JOB: Extract the line that contains "Find the roof" and every line after it to the end of the records below, exactly as written and nothing else.
——
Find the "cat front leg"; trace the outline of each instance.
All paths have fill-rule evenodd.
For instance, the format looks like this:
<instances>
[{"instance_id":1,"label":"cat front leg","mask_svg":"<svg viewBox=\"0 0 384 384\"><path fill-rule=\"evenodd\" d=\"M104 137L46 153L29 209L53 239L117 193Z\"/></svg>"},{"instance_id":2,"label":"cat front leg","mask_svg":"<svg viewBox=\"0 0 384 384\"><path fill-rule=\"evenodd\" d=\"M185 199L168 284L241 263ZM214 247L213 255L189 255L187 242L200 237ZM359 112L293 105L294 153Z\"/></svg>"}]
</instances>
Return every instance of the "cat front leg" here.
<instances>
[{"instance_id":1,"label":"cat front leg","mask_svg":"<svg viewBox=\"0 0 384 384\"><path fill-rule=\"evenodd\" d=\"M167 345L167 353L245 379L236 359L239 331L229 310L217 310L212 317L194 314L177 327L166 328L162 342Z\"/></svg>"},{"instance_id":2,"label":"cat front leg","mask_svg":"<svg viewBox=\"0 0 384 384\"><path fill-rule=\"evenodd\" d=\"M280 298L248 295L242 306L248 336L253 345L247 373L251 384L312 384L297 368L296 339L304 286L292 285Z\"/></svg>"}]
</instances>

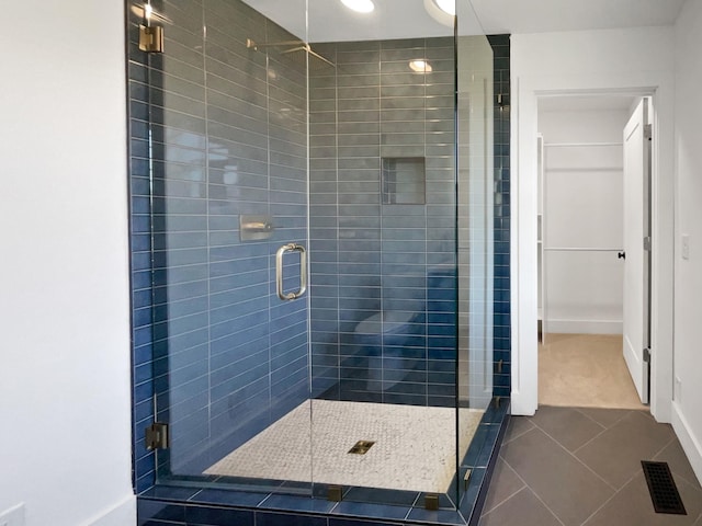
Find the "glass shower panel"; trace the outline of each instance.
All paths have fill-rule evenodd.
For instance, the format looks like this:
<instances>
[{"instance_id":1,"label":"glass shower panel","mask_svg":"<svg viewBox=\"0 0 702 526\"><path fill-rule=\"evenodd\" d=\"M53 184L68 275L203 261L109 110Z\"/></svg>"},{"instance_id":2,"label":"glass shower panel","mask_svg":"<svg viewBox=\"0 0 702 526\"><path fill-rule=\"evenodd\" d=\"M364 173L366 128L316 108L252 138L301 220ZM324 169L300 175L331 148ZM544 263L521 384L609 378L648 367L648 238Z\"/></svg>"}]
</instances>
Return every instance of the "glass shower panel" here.
<instances>
[{"instance_id":1,"label":"glass shower panel","mask_svg":"<svg viewBox=\"0 0 702 526\"><path fill-rule=\"evenodd\" d=\"M285 5L304 30L305 2ZM251 439L297 412L307 438L287 454L310 482L308 301L280 298L306 278L305 35L239 0L152 8L166 53L149 57L151 139L138 146L151 160L157 420L170 433L158 474L280 485Z\"/></svg>"},{"instance_id":2,"label":"glass shower panel","mask_svg":"<svg viewBox=\"0 0 702 526\"><path fill-rule=\"evenodd\" d=\"M458 441L461 490L490 453L482 424L492 400L494 62L485 36L457 37ZM469 453L466 455L466 451Z\"/></svg>"},{"instance_id":3,"label":"glass shower panel","mask_svg":"<svg viewBox=\"0 0 702 526\"><path fill-rule=\"evenodd\" d=\"M453 19L403 9L309 2L313 476L344 500L457 466Z\"/></svg>"},{"instance_id":4,"label":"glass shower panel","mask_svg":"<svg viewBox=\"0 0 702 526\"><path fill-rule=\"evenodd\" d=\"M455 511L484 467L492 53L401 2L150 3L159 482Z\"/></svg>"}]
</instances>

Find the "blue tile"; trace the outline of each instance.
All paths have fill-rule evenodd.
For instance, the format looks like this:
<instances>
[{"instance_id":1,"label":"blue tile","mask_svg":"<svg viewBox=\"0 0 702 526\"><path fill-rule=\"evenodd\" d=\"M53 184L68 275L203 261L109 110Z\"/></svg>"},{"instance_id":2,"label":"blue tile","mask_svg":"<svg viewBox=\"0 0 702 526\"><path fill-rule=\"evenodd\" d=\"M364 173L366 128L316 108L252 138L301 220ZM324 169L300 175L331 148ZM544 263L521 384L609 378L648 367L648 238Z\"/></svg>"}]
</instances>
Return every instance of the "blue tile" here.
<instances>
[{"instance_id":1,"label":"blue tile","mask_svg":"<svg viewBox=\"0 0 702 526\"><path fill-rule=\"evenodd\" d=\"M409 506L390 506L385 504L342 501L331 511L331 513L333 515L403 519L407 516L409 511Z\"/></svg>"},{"instance_id":2,"label":"blue tile","mask_svg":"<svg viewBox=\"0 0 702 526\"><path fill-rule=\"evenodd\" d=\"M190 502L199 504L224 504L230 506L256 507L268 493L206 489L191 496Z\"/></svg>"},{"instance_id":3,"label":"blue tile","mask_svg":"<svg viewBox=\"0 0 702 526\"><path fill-rule=\"evenodd\" d=\"M256 512L256 526L327 526L327 518L292 513Z\"/></svg>"},{"instance_id":4,"label":"blue tile","mask_svg":"<svg viewBox=\"0 0 702 526\"><path fill-rule=\"evenodd\" d=\"M309 499L296 495L271 495L259 507L267 510L287 510L294 512L329 513L336 502L322 499ZM258 514L257 514L258 519ZM258 526L258 525L257 525Z\"/></svg>"},{"instance_id":5,"label":"blue tile","mask_svg":"<svg viewBox=\"0 0 702 526\"><path fill-rule=\"evenodd\" d=\"M370 521L360 518L329 517L329 526L398 526L405 523L388 523L385 521Z\"/></svg>"},{"instance_id":6,"label":"blue tile","mask_svg":"<svg viewBox=\"0 0 702 526\"><path fill-rule=\"evenodd\" d=\"M189 526L254 526L253 511L200 505L185 506L185 521Z\"/></svg>"},{"instance_id":7,"label":"blue tile","mask_svg":"<svg viewBox=\"0 0 702 526\"><path fill-rule=\"evenodd\" d=\"M147 499L138 499L137 514L139 517L139 524L143 521L148 519L182 523L185 521L185 506L183 506L182 504L172 504L160 501L151 501Z\"/></svg>"}]
</instances>

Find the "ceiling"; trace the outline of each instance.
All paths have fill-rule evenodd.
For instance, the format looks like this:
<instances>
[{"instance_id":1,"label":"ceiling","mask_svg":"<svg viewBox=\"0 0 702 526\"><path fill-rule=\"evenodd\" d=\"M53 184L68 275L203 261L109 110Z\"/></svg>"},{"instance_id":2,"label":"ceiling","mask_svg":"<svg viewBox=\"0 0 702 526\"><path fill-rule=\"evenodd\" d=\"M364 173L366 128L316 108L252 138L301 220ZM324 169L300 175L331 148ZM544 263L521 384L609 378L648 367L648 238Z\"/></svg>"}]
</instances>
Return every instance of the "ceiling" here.
<instances>
[{"instance_id":1,"label":"ceiling","mask_svg":"<svg viewBox=\"0 0 702 526\"><path fill-rule=\"evenodd\" d=\"M629 94L541 96L539 112L629 111L638 99Z\"/></svg>"},{"instance_id":2,"label":"ceiling","mask_svg":"<svg viewBox=\"0 0 702 526\"><path fill-rule=\"evenodd\" d=\"M339 0L245 0L307 42L451 35L424 0L374 0L369 14ZM519 34L671 25L686 0L457 0L461 34ZM308 27L305 5L308 4Z\"/></svg>"}]
</instances>

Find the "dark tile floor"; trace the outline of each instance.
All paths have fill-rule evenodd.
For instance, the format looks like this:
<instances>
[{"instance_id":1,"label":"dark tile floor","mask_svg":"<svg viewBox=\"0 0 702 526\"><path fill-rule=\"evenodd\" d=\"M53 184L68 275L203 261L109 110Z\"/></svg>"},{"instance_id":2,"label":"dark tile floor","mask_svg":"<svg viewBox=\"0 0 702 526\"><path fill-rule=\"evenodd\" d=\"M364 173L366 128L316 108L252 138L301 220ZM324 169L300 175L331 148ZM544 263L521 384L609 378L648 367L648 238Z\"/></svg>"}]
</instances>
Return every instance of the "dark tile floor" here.
<instances>
[{"instance_id":1,"label":"dark tile floor","mask_svg":"<svg viewBox=\"0 0 702 526\"><path fill-rule=\"evenodd\" d=\"M641 460L666 461L687 515L654 512ZM702 526L702 488L646 411L541 407L513 416L480 526Z\"/></svg>"}]
</instances>

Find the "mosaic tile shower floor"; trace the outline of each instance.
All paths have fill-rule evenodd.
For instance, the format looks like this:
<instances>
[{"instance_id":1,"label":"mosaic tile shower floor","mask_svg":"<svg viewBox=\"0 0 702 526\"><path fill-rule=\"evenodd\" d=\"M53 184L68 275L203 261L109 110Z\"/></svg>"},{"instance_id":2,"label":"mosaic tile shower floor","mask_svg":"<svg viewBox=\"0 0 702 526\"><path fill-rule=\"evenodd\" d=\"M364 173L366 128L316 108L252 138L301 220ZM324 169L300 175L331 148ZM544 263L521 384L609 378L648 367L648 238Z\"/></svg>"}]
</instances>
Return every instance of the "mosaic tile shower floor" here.
<instances>
[{"instance_id":1,"label":"mosaic tile shower floor","mask_svg":"<svg viewBox=\"0 0 702 526\"><path fill-rule=\"evenodd\" d=\"M460 411L461 458L482 416ZM349 454L358 441L375 444ZM205 473L443 493L455 473L455 409L308 400Z\"/></svg>"}]
</instances>

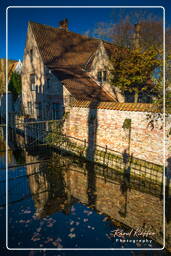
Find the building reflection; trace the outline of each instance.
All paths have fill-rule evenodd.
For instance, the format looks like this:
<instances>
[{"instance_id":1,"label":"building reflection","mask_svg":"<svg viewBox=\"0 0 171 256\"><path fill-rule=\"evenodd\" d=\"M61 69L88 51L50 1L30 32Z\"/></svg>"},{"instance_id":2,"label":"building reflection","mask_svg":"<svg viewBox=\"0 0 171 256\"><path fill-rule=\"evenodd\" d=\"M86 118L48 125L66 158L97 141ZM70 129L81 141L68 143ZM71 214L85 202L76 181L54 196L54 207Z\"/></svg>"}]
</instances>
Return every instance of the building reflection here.
<instances>
[{"instance_id":1,"label":"building reflection","mask_svg":"<svg viewBox=\"0 0 171 256\"><path fill-rule=\"evenodd\" d=\"M26 162L33 161L31 158L35 157L26 154ZM87 168L87 163L57 153L47 162L28 165L36 215L42 218L59 211L69 214L72 205L81 202L107 215L114 224L122 223L131 229L151 229L155 233L154 240L162 244L161 187L152 189L147 183L142 188L135 178L128 180L100 165L94 165L93 170L95 182L90 184L91 168Z\"/></svg>"}]
</instances>

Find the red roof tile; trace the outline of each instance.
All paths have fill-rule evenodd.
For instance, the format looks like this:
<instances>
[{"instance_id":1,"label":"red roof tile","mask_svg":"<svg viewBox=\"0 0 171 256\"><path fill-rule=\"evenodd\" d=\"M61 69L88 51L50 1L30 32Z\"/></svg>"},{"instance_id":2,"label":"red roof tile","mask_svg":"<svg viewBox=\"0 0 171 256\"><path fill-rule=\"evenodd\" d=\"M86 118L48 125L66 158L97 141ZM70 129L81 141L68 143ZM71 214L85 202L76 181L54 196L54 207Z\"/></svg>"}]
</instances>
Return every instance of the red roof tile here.
<instances>
[{"instance_id":1,"label":"red roof tile","mask_svg":"<svg viewBox=\"0 0 171 256\"><path fill-rule=\"evenodd\" d=\"M73 100L72 107L79 108L97 108L97 109L110 109L120 111L136 111L136 112L157 112L161 110L155 104L149 103L121 103L121 102L91 102L83 100Z\"/></svg>"},{"instance_id":2,"label":"red roof tile","mask_svg":"<svg viewBox=\"0 0 171 256\"><path fill-rule=\"evenodd\" d=\"M82 70L97 49L99 39L34 22L30 25L44 64L63 82L72 96L84 100L114 100Z\"/></svg>"}]
</instances>

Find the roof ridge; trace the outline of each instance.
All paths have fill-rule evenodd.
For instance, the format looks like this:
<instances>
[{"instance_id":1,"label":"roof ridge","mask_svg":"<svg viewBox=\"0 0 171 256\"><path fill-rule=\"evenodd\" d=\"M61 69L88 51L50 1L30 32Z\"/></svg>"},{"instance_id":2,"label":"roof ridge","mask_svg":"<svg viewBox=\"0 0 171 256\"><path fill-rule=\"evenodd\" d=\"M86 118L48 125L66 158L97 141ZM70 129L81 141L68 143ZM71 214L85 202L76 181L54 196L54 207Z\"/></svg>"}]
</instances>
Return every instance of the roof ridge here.
<instances>
[{"instance_id":1,"label":"roof ridge","mask_svg":"<svg viewBox=\"0 0 171 256\"><path fill-rule=\"evenodd\" d=\"M101 39L98 39L98 38L95 38L95 37L88 37L86 35L83 35L83 34L79 34L79 33L76 33L74 31L65 31L65 30L62 30L60 29L59 27L53 27L53 26L50 26L50 25L46 25L46 24L41 24L41 23L38 23L38 22L34 22L34 21L29 21L30 24L38 24L38 25L41 25L41 26L44 26L44 27L48 27L48 28L51 28L51 29L54 29L54 30L57 30L57 31L64 31L66 33L72 33L72 34L76 34L78 36L82 36L82 37L85 37L85 38L89 38L91 40L101 40Z\"/></svg>"}]
</instances>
——
REPLY TO THE EXERCISE:
Find the roof ridge; trace the outline of each instance.
All paths have fill-rule evenodd.
For instance, the format looks like this:
<instances>
[{"instance_id":1,"label":"roof ridge","mask_svg":"<svg viewBox=\"0 0 171 256\"><path fill-rule=\"evenodd\" d=\"M61 69L88 51L50 1L30 32Z\"/></svg>"},{"instance_id":2,"label":"roof ridge","mask_svg":"<svg viewBox=\"0 0 171 256\"><path fill-rule=\"evenodd\" d=\"M86 118L48 125L66 158L97 141ZM70 129L81 141L68 143ZM71 214L85 202L76 181L54 196L54 207Z\"/></svg>"}]
</instances>
Return every instance of the roof ridge here.
<instances>
[{"instance_id":1,"label":"roof ridge","mask_svg":"<svg viewBox=\"0 0 171 256\"><path fill-rule=\"evenodd\" d=\"M101 39L98 39L98 38L95 38L95 37L88 37L86 35L83 35L83 34L79 34L79 33L76 33L74 31L65 31L65 30L62 30L60 29L59 27L53 27L53 26L50 26L50 25L46 25L46 24L41 24L41 23L38 23L38 22L34 22L34 21L29 21L30 24L38 24L38 25L41 25L41 26L44 26L44 27L48 27L48 28L51 28L51 29L54 29L54 30L57 30L57 31L64 31L66 33L72 33L72 34L76 34L78 36L82 36L82 37L85 37L85 38L89 38L91 40L101 40Z\"/></svg>"}]
</instances>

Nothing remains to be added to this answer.